_The exercise_:
Omit all pictures, then retype the data exactly as given.

_Dataset records_:
——

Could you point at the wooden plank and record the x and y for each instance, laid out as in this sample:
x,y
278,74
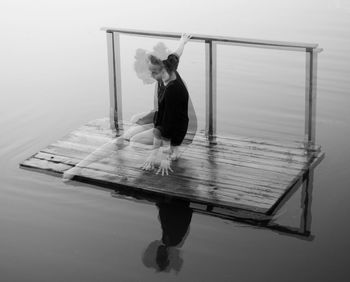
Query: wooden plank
x,y
229,178
193,194
238,174
79,154
82,151
173,180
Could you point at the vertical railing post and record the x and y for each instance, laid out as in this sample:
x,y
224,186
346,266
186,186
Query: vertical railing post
x,y
310,96
115,86
306,200
210,81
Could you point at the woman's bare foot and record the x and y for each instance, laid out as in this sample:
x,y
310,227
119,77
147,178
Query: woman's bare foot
x,y
175,153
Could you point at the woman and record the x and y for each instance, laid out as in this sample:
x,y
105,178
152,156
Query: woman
x,y
171,119
150,67
160,126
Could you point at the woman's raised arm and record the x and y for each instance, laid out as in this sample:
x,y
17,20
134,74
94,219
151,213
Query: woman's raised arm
x,y
185,37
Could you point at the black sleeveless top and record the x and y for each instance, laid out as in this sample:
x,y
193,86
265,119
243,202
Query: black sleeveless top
x,y
171,119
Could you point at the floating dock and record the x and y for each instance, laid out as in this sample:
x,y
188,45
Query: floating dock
x,y
241,173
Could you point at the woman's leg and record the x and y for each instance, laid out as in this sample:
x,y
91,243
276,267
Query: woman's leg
x,y
145,137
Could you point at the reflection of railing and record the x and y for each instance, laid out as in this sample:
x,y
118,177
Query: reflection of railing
x,y
303,231
311,50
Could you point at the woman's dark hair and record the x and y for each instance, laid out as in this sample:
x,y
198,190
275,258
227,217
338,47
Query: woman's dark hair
x,y
169,64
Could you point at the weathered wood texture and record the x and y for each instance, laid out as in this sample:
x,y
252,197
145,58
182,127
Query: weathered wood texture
x,y
235,172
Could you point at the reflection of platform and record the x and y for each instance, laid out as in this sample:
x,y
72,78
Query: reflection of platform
x,y
244,173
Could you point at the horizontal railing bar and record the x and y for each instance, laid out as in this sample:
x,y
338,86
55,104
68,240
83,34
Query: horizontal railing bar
x,y
226,39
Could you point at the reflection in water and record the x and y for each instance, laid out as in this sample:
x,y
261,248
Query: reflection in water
x,y
164,255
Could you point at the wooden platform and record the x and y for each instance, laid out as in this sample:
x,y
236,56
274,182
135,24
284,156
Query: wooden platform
x,y
245,173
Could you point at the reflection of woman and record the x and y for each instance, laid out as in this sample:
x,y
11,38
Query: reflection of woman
x,y
164,255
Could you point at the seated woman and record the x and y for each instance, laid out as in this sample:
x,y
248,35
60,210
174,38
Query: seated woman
x,y
163,71
165,126
171,120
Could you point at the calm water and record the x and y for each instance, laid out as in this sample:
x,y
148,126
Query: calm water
x,y
54,78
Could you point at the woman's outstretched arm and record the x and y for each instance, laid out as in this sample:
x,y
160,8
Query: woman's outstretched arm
x,y
184,39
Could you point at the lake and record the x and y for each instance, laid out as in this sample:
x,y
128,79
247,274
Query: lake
x,y
54,78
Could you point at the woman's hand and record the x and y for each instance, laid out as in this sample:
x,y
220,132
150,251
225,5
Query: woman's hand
x,y
150,162
164,167
185,37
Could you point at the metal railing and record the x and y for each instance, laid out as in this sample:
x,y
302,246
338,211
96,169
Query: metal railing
x,y
211,42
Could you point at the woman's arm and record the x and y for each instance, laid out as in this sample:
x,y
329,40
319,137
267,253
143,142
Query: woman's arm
x,y
184,39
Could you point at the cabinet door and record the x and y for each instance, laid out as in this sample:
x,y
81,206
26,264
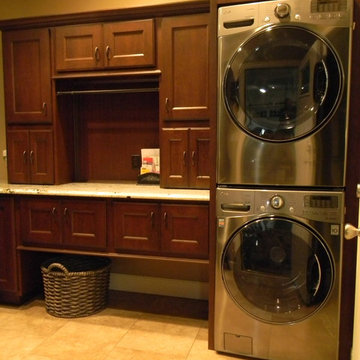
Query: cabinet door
x,y
84,224
136,227
30,156
184,63
199,149
27,76
130,43
40,222
79,47
18,156
41,157
174,158
7,246
184,230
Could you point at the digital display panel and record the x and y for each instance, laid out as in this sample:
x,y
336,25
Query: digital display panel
x,y
321,202
328,5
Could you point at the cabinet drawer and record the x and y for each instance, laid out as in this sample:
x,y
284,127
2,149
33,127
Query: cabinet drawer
x,y
185,230
39,222
136,227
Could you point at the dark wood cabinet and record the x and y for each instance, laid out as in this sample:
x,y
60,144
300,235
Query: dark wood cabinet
x,y
8,280
136,226
70,224
99,46
27,76
162,229
185,160
184,230
30,155
184,64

——

_Reply to the task_:
Could you point at the wooden plank and record the x and y for each instance, laid out as in this sample:
x,y
278,74
Query: wooden plank
x,y
229,178
193,194
238,174
79,154
82,151
173,180
Could you point at the vertical railing post and record the x and y for each instance, laid out as in this sample:
x,y
224,186
346,266
186,186
Query: vertical railing post
x,y
310,96
115,86
306,200
210,81
Could you point at the woman's bare foot and record the x and y for each instance, laid out as in this sample:
x,y
310,227
119,77
147,178
Query: woman's bare foot
x,y
175,153
Could you point at the woman and record the x and y for each instance, laid out as in this sample:
x,y
105,178
152,156
Query: woman
x,y
171,119
150,67
160,126
Could you point at the woman's raised arm and record the x and y for each instance, laid out as in this sample:
x,y
17,20
134,74
94,219
151,213
Query: woman's raised arm
x,y
185,37
Could you point at the black sleeveless top and record the x and y for each instance, laid out as in this sample:
x,y
193,86
265,119
243,202
Query: black sleeveless top
x,y
171,119
Could you point at the floating dock and record the x and y for each instance, laid out as in this sample:
x,y
188,45
Query: floating dock
x,y
241,173
Could you point at the woman's leg and record the x and y for each instance, laid out as in this sample:
x,y
91,243
276,267
Query: woman's leg
x,y
145,137
Could you point at the reflection of railing and record the x and y for each instance, laid out as in this sample:
x,y
118,177
Query: reflection of railing
x,y
303,231
311,50
Could you point at the woman's dark hair and record the x and y for each instance, laid out as in this sample:
x,y
198,190
275,258
227,217
338,47
Query: woman's dark hair
x,y
169,64
Could you point at the weathered wood texture and record the x and y for each instance, laid out as in this sample:
x,y
252,197
145,58
182,127
Query: weathered wood texture
x,y
235,172
Could you point at the reflection of platform and record the x and y for each instance, laid out as in this sample:
x,y
72,78
Query: reflection of platform
x,y
244,173
Could you point at the horizontal railing bar and record the x and y for each instance, laid out as in this sample:
x,y
338,86
55,104
68,240
83,34
Query: horizontal railing bar
x,y
226,39
Could you point at the reflection in water and record the x and y for each instance, laid out as in this sample:
x,y
261,248
Query: reflection in water
x,y
164,255
Could you point at the wooden platform and record the x and y for each instance, laid out as in this sample:
x,y
236,56
274,182
135,24
284,156
Query: wooden platform
x,y
245,173
Could you point at the reflection of woman and record the x and y for each instance, laid out as in this sample:
x,y
11,38
Query: reflection of woman
x,y
164,255
Could you point at the seated woman and record the x and y for each instance, laid out as in this sample:
x,y
248,35
60,210
174,38
Query: seated woman
x,y
163,71
165,126
171,120
Could you point at the calm water and record the x and y for each instance, laid out as in this sample:
x,y
148,126
Query: calm water
x,y
54,78
Could you point at the woman's outstretched arm and record the x and y for each instance, laid out as in this sample:
x,y
160,8
Query: woman's outstretched arm
x,y
184,39
Could you point at the lake and record the x and y for each instance, laid out as in this sample:
x,y
128,79
247,274
Query: lake
x,y
54,78
Could you point at the woman's hand and record the x and y for each instance, laid out as in this sample:
x,y
220,132
150,251
225,5
Query: woman's hand
x,y
150,162
164,167
185,37
Could you point at the metal railing and record the x and y for each instance, laid out as in this sample:
x,y
302,246
338,211
96,169
Query: metal railing
x,y
211,42
Could you point at the woman's arm and record the x and y for each instance, laid out as in this sample:
x,y
329,40
319,137
267,253
143,142
Query: woman's arm
x,y
184,39
Could you point at the cabinet door and record the x and y for each instance, laid out as in this sample:
x,y
81,206
26,264
Query: cabinet door
x,y
84,224
136,227
30,156
184,63
199,149
27,76
130,43
40,222
79,47
18,156
41,157
174,158
7,246
184,230
Could you point at the digital display panel and record the x and y for each instance, laid out as in this sample:
x,y
336,25
Query: digital display panel
x,y
321,202
328,5
Could you point at the cabinet drawer and record the x and y for each instance, laid out as in this sample:
x,y
284,127
2,149
33,127
Query: cabinet drawer
x,y
185,230
39,222
136,227
Could you point at the dark wood cabinet and record the x and y for each instance, laid out as in this sample:
x,y
60,144
300,235
Query: dark wood cabinet
x,y
8,280
136,226
70,224
99,46
27,76
162,229
185,160
184,230
30,155
184,64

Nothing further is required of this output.